→ **Supplied text**:
Bearbeitet: John D'Errico am 17 Apr. 2024

In MATLAB Online öffnen

Since in reality, you have what is called an implicit function, we want to use fimplicit. I might do it like this:

fun = @(x,y) (1 - 3.*nthroot(x,3).^2 + 3.*nthroot(x,3).^4 - x.^2) - y.^2;

That is, you will get the negative branch of the curve by squaring the square root. fimplicit does the heavy lifting for you here.

fimplicit(fun,[-1,1,-1,1])

grid on

xlabel 'X'

ylabel 'Y'

Note my use of nthroot protects me from having problems when x is negative. This avoids creating complex numbers. For example, the real cube root of -2 is

nthroot(-0.5,3)
ans = -0.7937

Therefore, the real 2/3 power of -2 can be found by squaring that result.

→ **Dataset records**:
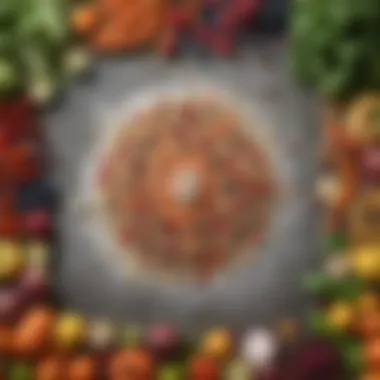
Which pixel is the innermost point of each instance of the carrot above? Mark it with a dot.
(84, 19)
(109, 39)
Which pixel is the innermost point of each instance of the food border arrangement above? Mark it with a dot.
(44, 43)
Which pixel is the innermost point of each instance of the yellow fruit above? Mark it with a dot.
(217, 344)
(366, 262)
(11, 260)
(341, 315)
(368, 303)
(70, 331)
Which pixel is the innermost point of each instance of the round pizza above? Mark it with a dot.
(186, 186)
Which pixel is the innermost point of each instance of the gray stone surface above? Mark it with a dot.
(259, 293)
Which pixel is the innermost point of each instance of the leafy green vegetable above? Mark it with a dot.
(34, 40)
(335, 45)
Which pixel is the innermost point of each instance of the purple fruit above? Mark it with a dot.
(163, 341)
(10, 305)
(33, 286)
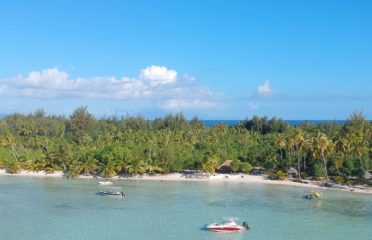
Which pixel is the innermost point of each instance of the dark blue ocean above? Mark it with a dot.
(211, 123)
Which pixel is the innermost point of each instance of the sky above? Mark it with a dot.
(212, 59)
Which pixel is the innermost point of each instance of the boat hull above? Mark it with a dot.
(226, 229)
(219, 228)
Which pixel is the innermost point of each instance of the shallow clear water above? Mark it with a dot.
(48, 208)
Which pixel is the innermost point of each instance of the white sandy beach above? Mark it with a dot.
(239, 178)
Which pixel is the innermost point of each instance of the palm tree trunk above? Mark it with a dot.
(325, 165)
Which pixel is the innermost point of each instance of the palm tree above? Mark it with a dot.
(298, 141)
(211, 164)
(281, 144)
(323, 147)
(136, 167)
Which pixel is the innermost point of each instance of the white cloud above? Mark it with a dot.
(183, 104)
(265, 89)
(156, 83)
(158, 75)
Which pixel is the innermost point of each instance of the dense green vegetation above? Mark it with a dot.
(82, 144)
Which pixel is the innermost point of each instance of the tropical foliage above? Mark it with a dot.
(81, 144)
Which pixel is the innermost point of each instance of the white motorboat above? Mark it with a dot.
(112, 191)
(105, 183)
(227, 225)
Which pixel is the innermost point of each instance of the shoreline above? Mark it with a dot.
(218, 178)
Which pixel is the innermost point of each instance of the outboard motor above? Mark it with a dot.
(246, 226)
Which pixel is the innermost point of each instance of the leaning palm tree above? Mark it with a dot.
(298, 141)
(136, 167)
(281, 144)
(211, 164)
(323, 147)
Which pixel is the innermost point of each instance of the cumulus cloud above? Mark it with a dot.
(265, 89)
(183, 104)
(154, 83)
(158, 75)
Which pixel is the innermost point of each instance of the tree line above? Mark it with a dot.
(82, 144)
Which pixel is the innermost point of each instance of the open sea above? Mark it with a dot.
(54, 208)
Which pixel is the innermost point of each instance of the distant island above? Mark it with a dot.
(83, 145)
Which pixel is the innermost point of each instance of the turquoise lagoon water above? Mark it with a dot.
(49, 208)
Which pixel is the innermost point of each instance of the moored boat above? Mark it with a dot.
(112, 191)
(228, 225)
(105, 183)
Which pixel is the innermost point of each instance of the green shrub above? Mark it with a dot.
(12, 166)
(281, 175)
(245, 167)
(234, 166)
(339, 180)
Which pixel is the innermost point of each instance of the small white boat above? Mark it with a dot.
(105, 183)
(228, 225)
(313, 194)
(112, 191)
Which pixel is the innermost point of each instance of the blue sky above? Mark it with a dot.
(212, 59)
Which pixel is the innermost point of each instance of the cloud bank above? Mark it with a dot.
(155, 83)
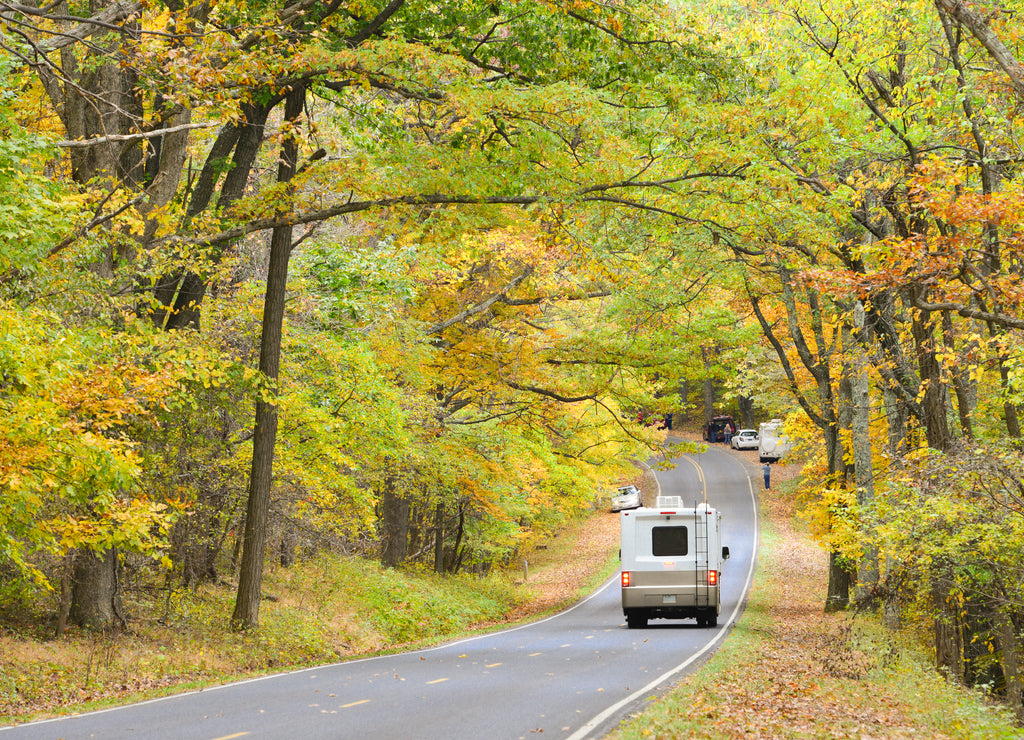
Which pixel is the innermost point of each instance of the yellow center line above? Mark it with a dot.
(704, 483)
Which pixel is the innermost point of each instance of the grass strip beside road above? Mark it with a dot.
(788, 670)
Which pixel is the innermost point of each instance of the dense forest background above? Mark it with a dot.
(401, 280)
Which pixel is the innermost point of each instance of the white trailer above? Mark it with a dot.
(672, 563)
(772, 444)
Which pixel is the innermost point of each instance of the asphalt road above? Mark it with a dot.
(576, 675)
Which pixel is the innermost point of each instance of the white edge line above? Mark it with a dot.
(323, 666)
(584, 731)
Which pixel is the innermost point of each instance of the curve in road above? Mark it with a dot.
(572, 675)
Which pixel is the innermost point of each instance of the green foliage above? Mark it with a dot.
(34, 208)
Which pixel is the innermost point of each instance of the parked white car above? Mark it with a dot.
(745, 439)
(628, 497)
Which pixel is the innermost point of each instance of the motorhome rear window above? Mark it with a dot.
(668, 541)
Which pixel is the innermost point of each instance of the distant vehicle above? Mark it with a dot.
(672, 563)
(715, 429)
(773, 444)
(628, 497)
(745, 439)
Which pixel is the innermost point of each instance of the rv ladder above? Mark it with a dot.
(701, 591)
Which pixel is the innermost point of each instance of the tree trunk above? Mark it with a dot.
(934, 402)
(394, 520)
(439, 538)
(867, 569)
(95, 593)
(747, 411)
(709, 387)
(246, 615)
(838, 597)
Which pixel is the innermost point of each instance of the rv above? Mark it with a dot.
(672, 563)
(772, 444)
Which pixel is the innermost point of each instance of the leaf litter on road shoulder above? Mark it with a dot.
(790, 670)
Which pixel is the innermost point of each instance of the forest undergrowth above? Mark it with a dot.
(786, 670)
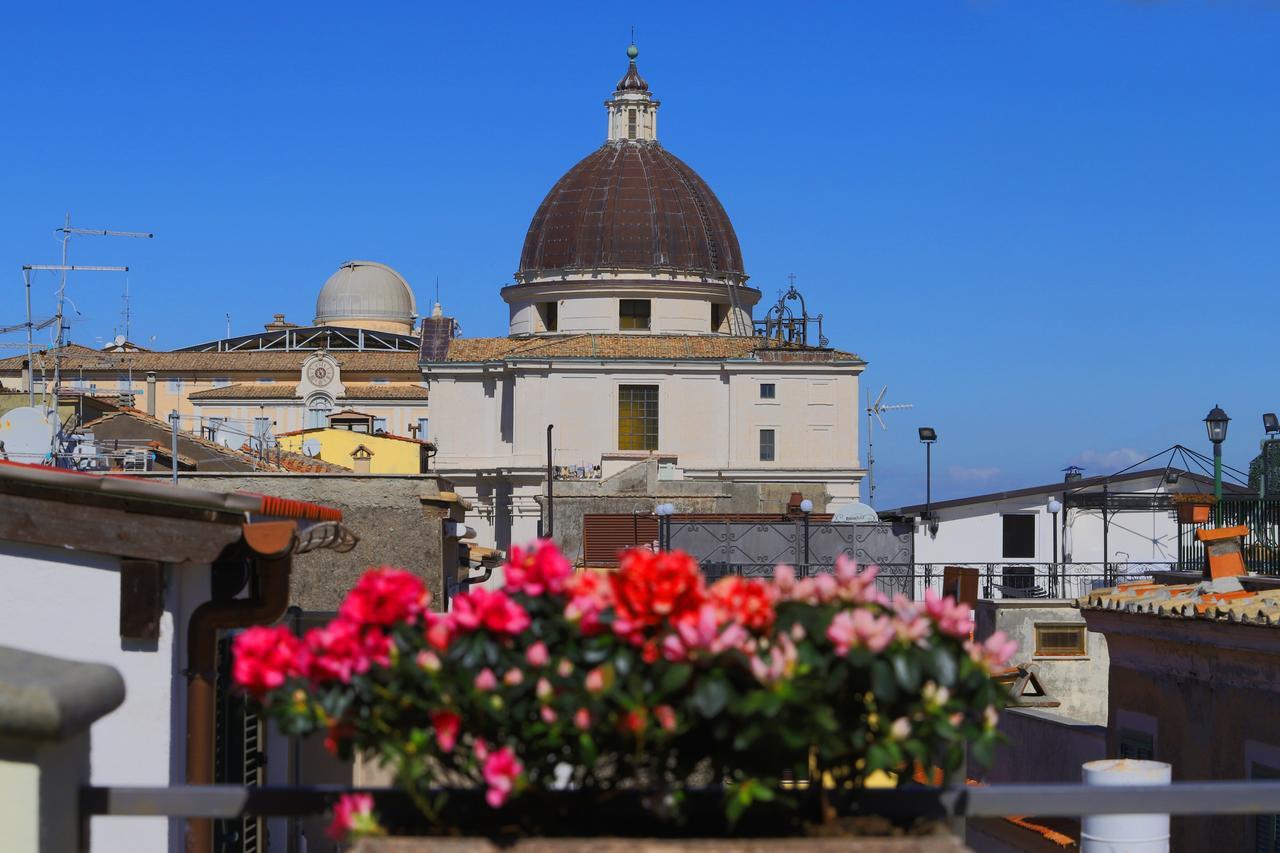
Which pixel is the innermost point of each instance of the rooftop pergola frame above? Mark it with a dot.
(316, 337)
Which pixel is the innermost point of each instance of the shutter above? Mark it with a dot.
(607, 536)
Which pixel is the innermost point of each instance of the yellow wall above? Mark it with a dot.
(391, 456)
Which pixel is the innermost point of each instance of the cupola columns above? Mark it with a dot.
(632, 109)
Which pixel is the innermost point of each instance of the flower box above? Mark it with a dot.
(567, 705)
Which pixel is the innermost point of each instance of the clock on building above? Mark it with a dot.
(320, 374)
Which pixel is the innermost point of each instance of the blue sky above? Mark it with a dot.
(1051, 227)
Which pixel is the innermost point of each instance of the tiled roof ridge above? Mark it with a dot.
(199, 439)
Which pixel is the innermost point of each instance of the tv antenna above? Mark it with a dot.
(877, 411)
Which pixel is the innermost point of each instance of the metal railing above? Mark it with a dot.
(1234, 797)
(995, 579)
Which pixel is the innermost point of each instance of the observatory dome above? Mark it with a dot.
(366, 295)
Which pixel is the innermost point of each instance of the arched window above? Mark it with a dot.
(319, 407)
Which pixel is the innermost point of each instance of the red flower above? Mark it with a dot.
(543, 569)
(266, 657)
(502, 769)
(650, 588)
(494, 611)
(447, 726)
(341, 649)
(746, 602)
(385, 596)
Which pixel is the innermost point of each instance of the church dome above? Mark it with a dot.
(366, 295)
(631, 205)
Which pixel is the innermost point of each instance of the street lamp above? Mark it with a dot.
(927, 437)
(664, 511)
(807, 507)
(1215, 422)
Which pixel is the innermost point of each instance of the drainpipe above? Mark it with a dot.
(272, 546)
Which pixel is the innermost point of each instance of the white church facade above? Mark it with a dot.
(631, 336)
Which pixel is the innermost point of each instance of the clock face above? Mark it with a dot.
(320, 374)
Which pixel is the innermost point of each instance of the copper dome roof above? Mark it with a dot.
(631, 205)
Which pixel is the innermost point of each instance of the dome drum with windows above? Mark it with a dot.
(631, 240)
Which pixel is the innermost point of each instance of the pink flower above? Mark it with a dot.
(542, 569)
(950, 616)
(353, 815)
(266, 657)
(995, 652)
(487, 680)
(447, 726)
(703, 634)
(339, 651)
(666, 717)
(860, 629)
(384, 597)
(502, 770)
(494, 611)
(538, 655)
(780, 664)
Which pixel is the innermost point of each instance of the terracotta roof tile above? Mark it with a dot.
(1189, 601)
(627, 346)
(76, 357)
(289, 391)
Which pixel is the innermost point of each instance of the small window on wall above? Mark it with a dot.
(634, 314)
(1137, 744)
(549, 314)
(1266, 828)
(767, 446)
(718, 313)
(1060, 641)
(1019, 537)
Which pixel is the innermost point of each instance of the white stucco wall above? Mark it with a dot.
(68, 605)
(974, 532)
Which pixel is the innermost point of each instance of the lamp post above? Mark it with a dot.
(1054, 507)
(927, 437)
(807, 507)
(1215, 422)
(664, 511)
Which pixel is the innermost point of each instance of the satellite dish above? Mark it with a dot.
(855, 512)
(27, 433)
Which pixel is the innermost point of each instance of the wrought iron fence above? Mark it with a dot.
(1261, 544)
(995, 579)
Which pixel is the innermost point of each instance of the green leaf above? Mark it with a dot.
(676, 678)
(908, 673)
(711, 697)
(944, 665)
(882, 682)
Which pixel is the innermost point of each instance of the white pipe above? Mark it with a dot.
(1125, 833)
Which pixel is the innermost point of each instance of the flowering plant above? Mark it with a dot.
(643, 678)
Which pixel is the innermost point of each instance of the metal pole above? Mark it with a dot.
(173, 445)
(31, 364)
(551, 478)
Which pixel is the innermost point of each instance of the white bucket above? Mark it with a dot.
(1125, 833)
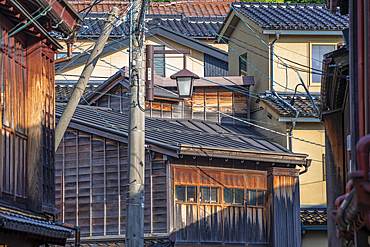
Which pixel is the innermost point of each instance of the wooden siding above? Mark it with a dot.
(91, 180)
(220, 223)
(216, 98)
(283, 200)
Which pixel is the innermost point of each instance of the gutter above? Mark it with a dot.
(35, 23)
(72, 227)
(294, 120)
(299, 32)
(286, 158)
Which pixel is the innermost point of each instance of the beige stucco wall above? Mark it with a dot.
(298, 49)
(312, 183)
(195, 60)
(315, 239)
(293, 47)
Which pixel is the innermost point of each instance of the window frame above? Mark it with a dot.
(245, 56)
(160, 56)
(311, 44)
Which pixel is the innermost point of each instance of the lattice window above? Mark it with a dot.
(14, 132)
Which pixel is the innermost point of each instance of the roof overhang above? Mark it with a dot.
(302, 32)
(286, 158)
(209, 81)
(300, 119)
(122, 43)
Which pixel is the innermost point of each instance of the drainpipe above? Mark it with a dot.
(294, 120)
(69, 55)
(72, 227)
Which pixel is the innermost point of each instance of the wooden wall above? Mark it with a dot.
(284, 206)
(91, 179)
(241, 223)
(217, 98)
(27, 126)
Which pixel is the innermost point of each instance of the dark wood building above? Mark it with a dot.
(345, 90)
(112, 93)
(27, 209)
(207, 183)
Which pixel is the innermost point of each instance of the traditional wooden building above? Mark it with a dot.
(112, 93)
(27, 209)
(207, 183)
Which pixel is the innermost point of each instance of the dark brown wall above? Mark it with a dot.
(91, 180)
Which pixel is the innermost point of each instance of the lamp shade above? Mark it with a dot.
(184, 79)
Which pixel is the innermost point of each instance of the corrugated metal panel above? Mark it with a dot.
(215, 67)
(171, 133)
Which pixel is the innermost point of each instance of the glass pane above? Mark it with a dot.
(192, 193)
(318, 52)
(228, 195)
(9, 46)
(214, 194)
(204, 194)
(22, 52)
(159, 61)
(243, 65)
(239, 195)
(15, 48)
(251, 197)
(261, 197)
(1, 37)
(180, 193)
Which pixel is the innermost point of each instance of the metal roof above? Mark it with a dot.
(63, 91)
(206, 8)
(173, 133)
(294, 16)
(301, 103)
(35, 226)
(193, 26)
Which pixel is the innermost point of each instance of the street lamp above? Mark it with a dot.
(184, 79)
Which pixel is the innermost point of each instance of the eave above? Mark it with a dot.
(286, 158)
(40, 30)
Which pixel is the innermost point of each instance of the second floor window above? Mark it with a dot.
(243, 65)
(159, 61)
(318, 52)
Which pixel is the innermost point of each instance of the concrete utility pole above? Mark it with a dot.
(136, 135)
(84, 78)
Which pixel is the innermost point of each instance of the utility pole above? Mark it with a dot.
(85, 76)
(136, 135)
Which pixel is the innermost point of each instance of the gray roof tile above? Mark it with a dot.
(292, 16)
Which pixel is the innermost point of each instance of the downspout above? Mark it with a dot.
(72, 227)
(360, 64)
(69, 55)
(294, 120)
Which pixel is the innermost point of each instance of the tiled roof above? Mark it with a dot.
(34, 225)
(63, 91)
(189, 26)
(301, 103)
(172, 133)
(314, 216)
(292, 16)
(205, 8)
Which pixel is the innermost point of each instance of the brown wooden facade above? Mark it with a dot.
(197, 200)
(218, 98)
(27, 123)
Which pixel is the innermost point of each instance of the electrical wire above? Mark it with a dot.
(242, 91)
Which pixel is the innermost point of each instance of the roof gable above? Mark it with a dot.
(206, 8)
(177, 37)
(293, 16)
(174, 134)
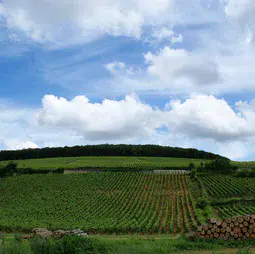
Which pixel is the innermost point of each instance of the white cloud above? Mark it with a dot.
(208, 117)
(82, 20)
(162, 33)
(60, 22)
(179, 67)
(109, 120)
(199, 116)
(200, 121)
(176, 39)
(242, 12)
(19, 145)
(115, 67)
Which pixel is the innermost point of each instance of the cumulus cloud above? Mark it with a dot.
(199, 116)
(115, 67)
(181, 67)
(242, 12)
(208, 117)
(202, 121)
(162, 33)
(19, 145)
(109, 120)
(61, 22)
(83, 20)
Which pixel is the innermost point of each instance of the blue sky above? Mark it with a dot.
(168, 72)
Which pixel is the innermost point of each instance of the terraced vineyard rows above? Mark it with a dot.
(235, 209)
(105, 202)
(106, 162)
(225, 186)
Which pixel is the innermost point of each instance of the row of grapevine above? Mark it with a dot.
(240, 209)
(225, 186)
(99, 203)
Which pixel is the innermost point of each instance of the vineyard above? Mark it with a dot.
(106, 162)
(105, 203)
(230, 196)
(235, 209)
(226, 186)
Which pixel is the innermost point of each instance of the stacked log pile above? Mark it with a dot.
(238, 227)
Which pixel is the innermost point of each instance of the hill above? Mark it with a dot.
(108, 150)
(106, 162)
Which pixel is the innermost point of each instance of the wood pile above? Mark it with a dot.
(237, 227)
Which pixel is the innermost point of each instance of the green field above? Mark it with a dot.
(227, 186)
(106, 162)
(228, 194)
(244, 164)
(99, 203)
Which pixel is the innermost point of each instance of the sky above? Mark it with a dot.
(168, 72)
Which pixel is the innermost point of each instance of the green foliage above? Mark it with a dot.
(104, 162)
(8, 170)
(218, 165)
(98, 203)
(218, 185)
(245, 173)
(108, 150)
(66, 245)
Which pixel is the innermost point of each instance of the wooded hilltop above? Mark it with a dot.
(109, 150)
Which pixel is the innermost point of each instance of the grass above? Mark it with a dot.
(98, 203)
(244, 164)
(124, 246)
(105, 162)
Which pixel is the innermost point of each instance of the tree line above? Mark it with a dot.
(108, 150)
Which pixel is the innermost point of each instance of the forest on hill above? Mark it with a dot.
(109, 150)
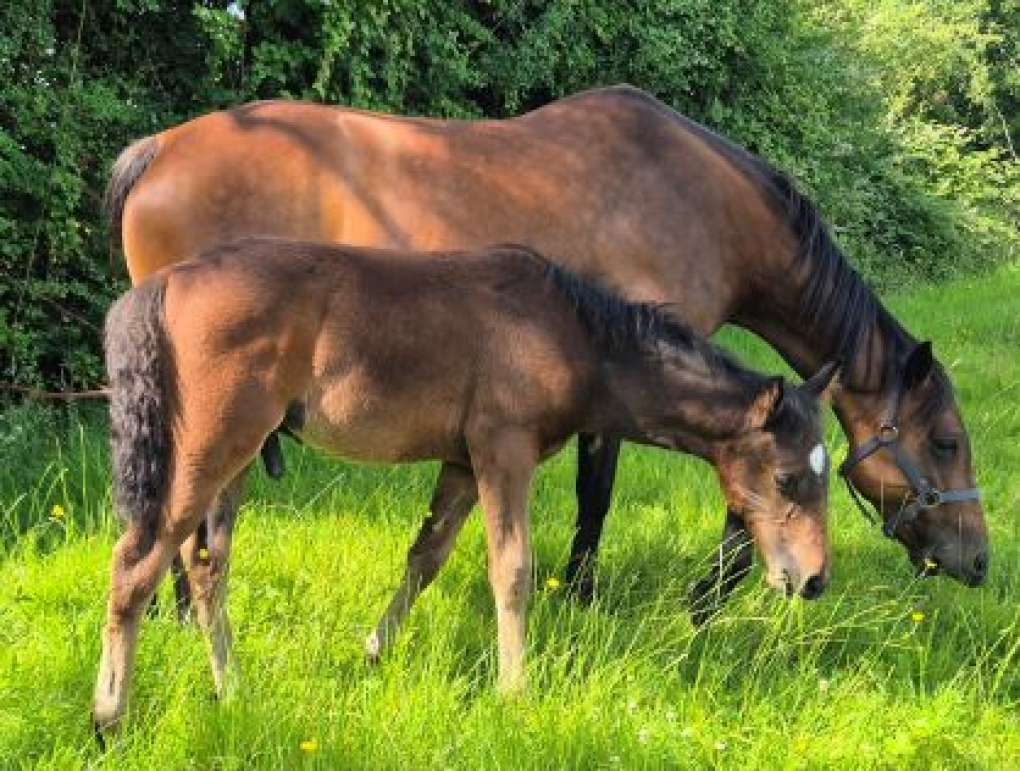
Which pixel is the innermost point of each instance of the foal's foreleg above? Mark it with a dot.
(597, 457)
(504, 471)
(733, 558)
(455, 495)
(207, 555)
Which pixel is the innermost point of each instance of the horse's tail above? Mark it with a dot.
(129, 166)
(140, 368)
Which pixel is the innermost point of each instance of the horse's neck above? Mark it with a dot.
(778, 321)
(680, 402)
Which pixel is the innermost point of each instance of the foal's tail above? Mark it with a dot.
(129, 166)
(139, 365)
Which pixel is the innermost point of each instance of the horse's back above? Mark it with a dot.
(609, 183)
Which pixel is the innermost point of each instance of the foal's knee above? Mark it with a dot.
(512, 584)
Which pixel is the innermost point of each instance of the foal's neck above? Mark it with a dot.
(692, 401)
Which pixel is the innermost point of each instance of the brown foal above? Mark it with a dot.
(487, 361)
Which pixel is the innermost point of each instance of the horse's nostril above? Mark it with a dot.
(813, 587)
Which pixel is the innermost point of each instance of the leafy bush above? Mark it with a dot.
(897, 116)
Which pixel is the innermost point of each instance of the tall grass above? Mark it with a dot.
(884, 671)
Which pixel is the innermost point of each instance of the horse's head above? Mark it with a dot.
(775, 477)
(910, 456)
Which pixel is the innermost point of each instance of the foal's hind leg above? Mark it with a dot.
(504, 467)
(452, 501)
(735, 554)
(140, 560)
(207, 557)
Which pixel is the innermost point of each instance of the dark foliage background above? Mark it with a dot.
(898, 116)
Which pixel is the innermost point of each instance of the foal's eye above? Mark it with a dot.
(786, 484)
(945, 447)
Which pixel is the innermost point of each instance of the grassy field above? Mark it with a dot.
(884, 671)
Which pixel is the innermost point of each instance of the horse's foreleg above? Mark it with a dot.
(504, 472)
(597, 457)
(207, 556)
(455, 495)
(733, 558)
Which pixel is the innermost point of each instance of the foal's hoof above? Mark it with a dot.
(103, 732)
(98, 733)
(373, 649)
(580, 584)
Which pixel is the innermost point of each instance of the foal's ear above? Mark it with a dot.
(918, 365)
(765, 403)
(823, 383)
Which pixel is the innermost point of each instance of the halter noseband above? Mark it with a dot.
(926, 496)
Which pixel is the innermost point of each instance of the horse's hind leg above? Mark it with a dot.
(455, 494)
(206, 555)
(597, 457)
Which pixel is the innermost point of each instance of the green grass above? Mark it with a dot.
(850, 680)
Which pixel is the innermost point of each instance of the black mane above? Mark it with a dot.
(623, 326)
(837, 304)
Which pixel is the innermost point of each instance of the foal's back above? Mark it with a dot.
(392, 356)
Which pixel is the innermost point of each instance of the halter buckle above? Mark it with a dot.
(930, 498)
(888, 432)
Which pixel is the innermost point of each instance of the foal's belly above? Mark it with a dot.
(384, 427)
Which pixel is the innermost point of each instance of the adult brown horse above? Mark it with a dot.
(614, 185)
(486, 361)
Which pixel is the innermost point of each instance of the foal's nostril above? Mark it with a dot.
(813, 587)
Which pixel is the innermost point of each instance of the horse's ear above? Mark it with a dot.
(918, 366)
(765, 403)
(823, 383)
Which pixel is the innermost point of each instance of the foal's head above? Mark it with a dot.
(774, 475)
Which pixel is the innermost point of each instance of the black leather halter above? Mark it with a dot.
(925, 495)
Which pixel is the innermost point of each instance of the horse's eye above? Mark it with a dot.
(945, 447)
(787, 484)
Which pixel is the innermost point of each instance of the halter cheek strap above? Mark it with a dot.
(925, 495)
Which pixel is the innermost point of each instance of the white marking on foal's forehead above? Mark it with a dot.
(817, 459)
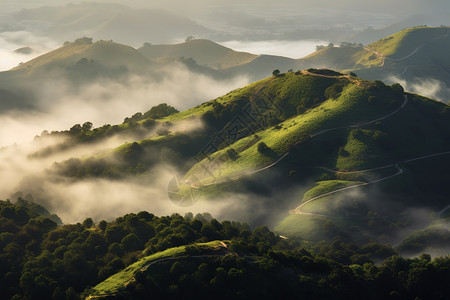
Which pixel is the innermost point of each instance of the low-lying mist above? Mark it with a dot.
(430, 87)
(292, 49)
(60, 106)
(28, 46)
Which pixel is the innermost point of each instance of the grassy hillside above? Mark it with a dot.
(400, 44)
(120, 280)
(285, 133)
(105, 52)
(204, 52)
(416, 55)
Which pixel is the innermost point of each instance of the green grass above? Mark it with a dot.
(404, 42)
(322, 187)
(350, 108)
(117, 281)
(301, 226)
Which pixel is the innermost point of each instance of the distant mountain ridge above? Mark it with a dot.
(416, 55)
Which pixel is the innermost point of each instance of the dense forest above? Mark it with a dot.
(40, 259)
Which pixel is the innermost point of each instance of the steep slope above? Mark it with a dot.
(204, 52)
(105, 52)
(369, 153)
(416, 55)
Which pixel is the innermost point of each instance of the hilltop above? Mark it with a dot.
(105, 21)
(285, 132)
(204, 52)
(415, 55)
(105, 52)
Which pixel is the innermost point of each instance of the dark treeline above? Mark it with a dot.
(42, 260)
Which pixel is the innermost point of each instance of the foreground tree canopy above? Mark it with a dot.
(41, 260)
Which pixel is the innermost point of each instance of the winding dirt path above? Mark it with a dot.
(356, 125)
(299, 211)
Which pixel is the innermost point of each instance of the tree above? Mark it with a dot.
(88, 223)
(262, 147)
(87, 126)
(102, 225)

→ **List of tasks**:
**a.** In the MATLAB answer about plotting an implicit function, which function does the author use so that negative values of x do not produce complex numbers?
**b.** Carry the MATLAB answer on plotting implicit functions forward from the point where it stops.

→ **Solved problems**:
**a.** nthroot

**b.**
nthroot(-0.5,3).^2
ans = 0.6300

The problem of course is if you simply use direct fractional powers, then MATLAB will return ONE of the solutions, but it will choose by default a complex solution for that fractional power. In fact, there are multiple fractional powers we must worry about as solutions. This is only one of them:

(-0.5).^(2/3)
ans = -0.3150 + 0.5456i

I do something similar to deal with the 4/3 power of x. As well, squaring both sides allows fimplicit to plot all 4 branches, for both positive and negative x, as well as positive and negative y.

A bit tricky I'll admit, but, it works, and works correctly, because it deals properly with those nasty fractional powers.

fimplicit is a tremendously useful tool when used carefully.